Material to process
[BEGIN]

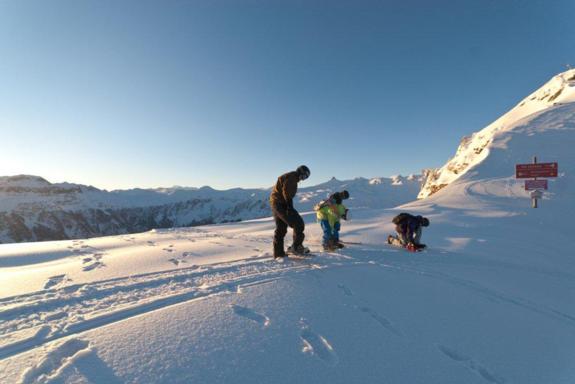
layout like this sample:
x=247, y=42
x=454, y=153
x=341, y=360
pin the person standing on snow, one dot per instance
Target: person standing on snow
x=408, y=228
x=285, y=215
x=329, y=213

[END]

Required task
Rewrite the whole listing with each "snow" swapped for "ice" and nothing else changed. Omit the pictures.

Final result
layout like this sample:
x=247, y=42
x=454, y=153
x=341, y=360
pin the person standing on ice, one dot per instance
Target: person standing on ice
x=408, y=228
x=285, y=215
x=329, y=213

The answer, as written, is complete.